Copy the data from the line that contains "Could you please point to the sled in" to its last line, exactly, including both of those lines and leaving out everything before.

** start AVAILABLE RECORDS **

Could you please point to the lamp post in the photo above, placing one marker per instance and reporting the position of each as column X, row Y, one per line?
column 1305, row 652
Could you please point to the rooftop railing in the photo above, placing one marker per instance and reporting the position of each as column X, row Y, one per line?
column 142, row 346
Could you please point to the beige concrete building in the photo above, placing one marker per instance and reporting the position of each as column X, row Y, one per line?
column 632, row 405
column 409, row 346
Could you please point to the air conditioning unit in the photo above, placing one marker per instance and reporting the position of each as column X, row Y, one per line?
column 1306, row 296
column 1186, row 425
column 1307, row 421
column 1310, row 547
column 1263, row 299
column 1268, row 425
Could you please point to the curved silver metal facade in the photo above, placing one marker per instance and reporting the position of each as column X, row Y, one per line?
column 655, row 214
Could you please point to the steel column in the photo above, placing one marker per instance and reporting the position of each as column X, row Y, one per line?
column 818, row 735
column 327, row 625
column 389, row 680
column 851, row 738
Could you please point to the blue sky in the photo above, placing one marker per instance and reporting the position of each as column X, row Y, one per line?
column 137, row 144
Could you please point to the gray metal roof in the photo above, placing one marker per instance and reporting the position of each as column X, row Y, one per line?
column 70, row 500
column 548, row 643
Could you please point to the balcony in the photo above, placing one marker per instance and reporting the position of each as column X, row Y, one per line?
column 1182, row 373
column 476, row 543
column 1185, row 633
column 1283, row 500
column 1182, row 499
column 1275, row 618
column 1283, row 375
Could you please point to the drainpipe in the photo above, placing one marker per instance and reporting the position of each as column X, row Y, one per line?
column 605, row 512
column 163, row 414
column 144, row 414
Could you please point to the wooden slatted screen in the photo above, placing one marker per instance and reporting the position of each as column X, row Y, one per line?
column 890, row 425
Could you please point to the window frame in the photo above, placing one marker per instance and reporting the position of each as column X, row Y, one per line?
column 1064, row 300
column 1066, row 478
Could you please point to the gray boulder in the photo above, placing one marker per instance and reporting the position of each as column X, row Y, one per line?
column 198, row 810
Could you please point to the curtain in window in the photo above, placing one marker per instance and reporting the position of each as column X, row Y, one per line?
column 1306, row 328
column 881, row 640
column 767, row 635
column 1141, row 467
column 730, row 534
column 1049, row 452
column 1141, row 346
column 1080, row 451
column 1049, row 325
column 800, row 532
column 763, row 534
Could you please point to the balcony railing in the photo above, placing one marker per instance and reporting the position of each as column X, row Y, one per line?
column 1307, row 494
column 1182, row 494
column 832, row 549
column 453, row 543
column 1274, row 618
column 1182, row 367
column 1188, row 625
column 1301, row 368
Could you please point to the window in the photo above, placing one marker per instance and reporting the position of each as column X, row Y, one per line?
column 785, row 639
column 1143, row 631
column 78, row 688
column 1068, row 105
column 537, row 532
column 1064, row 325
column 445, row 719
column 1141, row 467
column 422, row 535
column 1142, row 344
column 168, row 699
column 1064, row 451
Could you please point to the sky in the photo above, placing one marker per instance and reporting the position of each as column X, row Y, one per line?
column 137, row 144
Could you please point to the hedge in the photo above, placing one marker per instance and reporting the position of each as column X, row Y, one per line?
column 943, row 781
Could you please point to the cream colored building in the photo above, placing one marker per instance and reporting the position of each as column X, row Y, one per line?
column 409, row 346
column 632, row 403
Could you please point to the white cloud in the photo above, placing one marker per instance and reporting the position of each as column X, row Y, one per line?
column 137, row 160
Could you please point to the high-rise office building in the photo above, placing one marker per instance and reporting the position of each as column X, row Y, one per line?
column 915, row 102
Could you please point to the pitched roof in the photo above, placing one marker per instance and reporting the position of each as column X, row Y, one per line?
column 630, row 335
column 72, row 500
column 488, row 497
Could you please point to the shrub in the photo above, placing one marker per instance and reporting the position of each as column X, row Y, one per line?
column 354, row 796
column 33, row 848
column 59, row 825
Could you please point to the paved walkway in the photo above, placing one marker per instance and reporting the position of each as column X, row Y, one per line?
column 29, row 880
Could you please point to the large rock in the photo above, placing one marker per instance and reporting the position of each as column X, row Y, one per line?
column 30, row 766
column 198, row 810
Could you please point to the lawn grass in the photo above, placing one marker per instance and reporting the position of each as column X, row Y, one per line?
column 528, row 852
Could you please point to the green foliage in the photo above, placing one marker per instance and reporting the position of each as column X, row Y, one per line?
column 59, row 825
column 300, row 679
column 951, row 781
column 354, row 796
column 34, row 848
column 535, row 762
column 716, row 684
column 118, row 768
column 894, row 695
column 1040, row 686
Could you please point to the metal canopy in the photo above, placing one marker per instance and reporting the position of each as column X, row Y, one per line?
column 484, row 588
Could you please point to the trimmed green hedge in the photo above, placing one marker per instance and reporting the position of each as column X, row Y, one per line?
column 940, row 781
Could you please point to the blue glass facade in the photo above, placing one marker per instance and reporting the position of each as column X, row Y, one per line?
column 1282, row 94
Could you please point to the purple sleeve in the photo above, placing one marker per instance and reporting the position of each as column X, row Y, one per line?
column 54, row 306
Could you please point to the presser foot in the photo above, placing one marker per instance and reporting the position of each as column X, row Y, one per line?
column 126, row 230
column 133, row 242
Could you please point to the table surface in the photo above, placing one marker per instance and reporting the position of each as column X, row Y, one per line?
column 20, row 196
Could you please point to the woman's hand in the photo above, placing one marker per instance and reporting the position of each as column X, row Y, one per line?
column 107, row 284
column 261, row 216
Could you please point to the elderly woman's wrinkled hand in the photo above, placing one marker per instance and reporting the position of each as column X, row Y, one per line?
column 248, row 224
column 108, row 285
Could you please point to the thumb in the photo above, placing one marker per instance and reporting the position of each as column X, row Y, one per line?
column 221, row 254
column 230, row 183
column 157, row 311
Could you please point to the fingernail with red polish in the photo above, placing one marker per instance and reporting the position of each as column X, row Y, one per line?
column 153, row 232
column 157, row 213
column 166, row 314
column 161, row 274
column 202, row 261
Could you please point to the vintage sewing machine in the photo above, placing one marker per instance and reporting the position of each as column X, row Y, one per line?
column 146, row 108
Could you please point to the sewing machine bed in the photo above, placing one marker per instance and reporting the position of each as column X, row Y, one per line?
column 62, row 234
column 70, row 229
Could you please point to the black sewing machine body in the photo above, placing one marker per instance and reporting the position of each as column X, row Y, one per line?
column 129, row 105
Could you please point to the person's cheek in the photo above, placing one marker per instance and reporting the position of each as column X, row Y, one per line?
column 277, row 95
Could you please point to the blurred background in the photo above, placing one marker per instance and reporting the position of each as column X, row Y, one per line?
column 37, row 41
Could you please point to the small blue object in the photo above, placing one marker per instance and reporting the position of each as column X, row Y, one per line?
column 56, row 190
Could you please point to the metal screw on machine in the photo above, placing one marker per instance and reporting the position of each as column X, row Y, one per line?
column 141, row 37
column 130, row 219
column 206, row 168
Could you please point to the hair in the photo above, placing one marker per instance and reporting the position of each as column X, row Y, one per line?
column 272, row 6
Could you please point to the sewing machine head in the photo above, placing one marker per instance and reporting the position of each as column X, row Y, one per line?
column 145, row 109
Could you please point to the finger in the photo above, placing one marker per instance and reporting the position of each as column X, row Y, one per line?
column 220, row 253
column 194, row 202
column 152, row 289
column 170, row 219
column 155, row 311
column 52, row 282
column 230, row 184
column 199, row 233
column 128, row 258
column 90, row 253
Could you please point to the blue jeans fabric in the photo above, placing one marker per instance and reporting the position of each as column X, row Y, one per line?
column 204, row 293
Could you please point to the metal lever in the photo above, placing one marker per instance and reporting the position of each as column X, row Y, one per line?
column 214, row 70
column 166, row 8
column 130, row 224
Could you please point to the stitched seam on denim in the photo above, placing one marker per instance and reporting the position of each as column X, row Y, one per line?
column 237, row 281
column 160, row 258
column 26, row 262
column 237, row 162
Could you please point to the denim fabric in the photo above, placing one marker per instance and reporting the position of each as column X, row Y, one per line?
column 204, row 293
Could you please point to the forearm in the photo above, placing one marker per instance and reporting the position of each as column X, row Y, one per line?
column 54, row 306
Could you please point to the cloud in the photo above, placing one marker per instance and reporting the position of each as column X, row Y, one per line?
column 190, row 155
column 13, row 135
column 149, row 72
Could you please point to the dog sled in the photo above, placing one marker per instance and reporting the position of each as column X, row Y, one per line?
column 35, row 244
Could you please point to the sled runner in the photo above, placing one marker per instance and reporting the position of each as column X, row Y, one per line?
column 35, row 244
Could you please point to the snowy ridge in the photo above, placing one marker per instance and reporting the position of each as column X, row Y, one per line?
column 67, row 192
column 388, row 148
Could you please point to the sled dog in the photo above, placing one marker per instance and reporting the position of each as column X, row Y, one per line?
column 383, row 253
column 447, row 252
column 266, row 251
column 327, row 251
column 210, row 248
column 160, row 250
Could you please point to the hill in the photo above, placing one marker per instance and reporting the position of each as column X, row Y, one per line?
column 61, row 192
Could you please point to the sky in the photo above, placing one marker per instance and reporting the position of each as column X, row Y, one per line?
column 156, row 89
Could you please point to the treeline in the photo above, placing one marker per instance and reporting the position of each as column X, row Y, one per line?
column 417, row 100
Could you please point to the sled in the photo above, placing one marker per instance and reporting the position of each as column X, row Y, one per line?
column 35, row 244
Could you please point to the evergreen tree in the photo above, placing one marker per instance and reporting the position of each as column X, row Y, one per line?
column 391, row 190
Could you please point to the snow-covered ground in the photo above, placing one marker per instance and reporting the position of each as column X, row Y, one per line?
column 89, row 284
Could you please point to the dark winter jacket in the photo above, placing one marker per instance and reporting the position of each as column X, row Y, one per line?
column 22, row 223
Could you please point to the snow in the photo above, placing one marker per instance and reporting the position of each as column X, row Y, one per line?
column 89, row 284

** end AVAILABLE RECORDS **

> **WRITTEN ANSWER**
Could you please point to the sled in the photo above, placing one marker per instance and reporting the position of each as column X, row Y, one per line?
column 35, row 244
Could you please point to the evergreen tree in the photo above, placing one marker per instance and reporting the position of each as column X, row Y, one per line?
column 391, row 190
Could you please point to the snow-covered ground in the photo above, placing one marker per instance and reporting the position of each as column X, row Y, one per line?
column 89, row 284
Could you please point to the dark winter jacket in the photo above, placing one marker per instance and reporting the position of each as column X, row Y, one per line?
column 22, row 223
Could you please point to the snow in the photo above, placing one marker per instance and reporting the position of each as column X, row Y, one per line?
column 89, row 284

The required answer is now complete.